What you should do:
Write out all records as given; omit images.

Records from a collection:
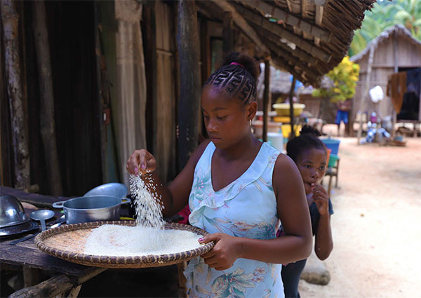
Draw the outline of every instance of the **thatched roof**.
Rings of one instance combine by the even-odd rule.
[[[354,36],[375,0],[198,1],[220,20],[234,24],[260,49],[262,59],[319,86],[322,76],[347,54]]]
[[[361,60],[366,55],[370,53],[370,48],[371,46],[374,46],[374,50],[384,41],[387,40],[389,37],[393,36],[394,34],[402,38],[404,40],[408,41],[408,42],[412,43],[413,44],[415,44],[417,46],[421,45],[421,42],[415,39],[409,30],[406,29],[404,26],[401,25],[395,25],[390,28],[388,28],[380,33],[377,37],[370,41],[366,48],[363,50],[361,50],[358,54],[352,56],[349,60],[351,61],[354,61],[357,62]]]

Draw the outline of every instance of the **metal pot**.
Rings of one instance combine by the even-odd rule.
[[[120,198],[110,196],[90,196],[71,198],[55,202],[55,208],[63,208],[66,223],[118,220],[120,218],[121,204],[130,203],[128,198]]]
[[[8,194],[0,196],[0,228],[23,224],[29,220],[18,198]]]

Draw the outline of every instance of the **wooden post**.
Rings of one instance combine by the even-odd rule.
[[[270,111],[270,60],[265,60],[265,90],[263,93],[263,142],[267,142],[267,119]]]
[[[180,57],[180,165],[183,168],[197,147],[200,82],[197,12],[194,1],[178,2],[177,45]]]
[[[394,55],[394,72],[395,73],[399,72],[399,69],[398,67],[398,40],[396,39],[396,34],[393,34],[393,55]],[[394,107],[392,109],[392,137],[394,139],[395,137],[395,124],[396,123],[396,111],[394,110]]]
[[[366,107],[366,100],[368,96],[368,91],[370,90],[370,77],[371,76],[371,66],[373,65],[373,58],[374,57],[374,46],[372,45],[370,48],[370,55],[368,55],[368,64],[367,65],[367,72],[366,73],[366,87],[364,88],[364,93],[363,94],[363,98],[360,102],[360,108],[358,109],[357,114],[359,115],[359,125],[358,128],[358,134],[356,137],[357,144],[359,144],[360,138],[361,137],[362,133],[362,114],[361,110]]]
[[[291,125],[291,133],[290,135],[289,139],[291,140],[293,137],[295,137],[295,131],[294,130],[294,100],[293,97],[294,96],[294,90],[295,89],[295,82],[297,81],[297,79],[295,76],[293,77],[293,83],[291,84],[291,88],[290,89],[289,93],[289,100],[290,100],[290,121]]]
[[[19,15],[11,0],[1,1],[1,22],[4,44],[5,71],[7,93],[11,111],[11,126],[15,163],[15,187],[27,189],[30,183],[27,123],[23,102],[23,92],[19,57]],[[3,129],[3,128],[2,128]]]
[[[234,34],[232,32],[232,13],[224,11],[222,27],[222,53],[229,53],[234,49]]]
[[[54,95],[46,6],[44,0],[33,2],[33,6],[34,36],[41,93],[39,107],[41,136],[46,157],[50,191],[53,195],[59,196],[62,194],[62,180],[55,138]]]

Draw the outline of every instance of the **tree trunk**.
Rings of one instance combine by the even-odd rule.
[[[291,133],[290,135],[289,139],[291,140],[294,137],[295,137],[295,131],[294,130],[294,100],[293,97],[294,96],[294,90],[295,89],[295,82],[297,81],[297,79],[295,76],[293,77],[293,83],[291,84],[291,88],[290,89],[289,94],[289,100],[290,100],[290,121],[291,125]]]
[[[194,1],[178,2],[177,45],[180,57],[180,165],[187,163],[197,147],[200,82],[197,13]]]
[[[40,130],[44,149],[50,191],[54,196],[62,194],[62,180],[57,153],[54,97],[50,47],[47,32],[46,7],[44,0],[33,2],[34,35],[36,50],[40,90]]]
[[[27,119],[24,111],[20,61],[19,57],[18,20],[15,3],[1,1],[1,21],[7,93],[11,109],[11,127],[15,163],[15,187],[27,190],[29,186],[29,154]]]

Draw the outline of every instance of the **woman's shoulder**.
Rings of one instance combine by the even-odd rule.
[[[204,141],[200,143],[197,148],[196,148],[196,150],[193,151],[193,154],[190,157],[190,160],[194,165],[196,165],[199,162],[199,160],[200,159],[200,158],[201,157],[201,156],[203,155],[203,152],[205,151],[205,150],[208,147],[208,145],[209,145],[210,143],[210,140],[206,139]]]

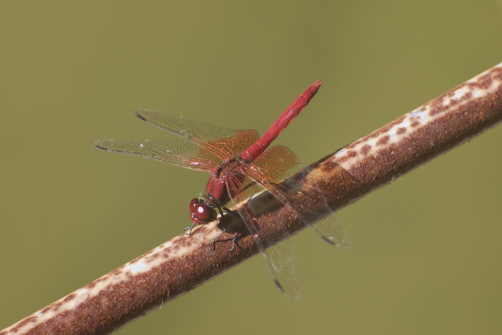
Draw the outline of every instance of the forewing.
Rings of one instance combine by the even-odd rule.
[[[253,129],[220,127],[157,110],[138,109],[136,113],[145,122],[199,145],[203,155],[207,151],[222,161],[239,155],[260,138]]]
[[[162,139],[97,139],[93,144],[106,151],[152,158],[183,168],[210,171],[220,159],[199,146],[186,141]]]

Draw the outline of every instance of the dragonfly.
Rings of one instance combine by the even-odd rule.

Written solution:
Draw the outline of every instance of the **thatched roof**.
Rings of one instance combine by the even-odd rule.
[[[354,36],[375,0],[198,1],[220,20],[234,24],[260,49],[262,59],[319,86],[322,76],[347,54]]]
[[[361,60],[366,55],[370,53],[370,48],[371,46],[374,46],[374,50],[384,41],[387,40],[389,37],[393,36],[394,34],[402,38],[404,40],[408,41],[408,42],[412,43],[413,44],[415,44],[417,46],[421,45],[421,42],[415,39],[409,30],[406,29],[404,26],[401,25],[395,25],[390,28],[388,28],[380,33],[377,37],[370,41],[366,48],[363,50],[361,50],[358,54],[352,56],[349,60],[351,61],[354,61],[357,62]]]

Draw the outline of every instance of the **metal pot**.
Rings of one instance combine by the even-odd rule.
[[[120,198],[110,196],[90,196],[71,198],[55,202],[55,208],[63,208],[66,223],[118,220],[120,218],[121,204],[130,203],[128,198]]]
[[[8,194],[0,196],[0,228],[23,224],[29,220],[18,198]]]

Draw the outline of every instance of the **wooden post**.
Rings of one instance combine by the even-odd rule.
[[[270,111],[270,60],[265,60],[265,90],[263,93],[263,142],[267,142],[267,119]]]
[[[180,57],[180,165],[183,168],[197,147],[200,82],[197,12],[194,1],[178,2],[177,45]]]
[[[394,55],[394,72],[395,73],[399,72],[399,69],[398,67],[398,40],[396,39],[396,34],[393,34],[393,55]],[[394,107],[392,109],[392,137],[394,139],[395,137],[395,124],[396,123],[396,111],[394,110]]]
[[[366,107],[366,100],[368,96],[368,91],[370,90],[370,77],[371,76],[371,66],[373,65],[373,58],[374,57],[374,46],[372,45],[370,48],[370,55],[368,55],[368,64],[367,65],[367,72],[366,73],[366,87],[364,88],[364,93],[363,94],[363,98],[360,102],[360,108],[358,109],[357,114],[359,115],[359,125],[358,128],[358,134],[356,137],[357,144],[359,144],[360,138],[361,137],[362,133],[362,114],[361,110]]]
[[[291,125],[291,133],[290,135],[289,139],[291,140],[293,137],[295,137],[295,131],[294,130],[294,100],[293,97],[294,96],[294,90],[295,89],[295,82],[297,81],[297,79],[295,76],[293,77],[293,83],[291,84],[291,88],[290,89],[289,93],[289,100],[290,100],[290,121]]]
[[[19,15],[11,0],[1,1],[1,22],[4,44],[5,71],[7,93],[11,111],[11,126],[15,163],[15,187],[27,189],[30,183],[27,123],[23,102],[23,92],[19,57]],[[3,129],[3,128],[2,128]]]
[[[234,34],[232,32],[232,13],[224,11],[222,27],[222,53],[229,53],[234,49]]]
[[[54,95],[46,6],[44,0],[33,2],[33,6],[34,36],[41,93],[39,107],[41,136],[46,157],[50,191],[53,195],[59,196],[62,194],[62,180],[55,138]]]

Draw the outline of every instance of the **tree trunk**.
Rings of one instance combine by the even-odd rule.
[[[291,133],[290,135],[289,139],[291,140],[294,137],[295,137],[295,131],[294,130],[294,100],[293,97],[294,96],[294,90],[295,89],[295,82],[297,81],[297,79],[295,76],[293,77],[293,83],[291,84],[291,88],[290,89],[289,94],[289,100],[290,100],[290,121],[291,125]]]
[[[194,1],[178,2],[177,45],[180,57],[180,165],[187,163],[197,147],[200,82],[197,13]]]
[[[40,130],[44,149],[50,191],[54,196],[62,194],[62,180],[57,153],[54,97],[50,47],[47,32],[46,7],[44,0],[33,2],[34,35],[36,50],[40,90]]]
[[[27,119],[24,111],[20,61],[19,57],[18,20],[15,3],[1,1],[1,21],[7,93],[11,109],[11,127],[15,163],[15,187],[27,190],[29,186],[29,154]]]

Draw the outline of every instance of the **woman's shoulder**.
Rings of one instance combine by the even-odd rule.
[[[204,141],[200,143],[197,148],[196,148],[196,150],[193,151],[193,154],[190,157],[190,160],[194,165],[196,165],[199,162],[199,160],[200,159],[200,158],[201,157],[201,156],[203,155],[203,152],[205,151],[205,150],[208,147],[208,145],[209,145],[210,143],[210,140],[206,139]]]

Draw the outline of every instance of the forewing.
Rings of one instance combine by the even-odd rule.
[[[253,129],[220,127],[157,110],[138,109],[136,113],[145,122],[199,145],[203,155],[207,151],[222,161],[239,155],[260,138]]]
[[[162,139],[97,139],[93,144],[106,151],[152,158],[183,168],[210,171],[220,159],[199,146],[186,141]]]

Draw the outline of every instance of the dragonfly.
Rings of one instance combine by the even-odd rule.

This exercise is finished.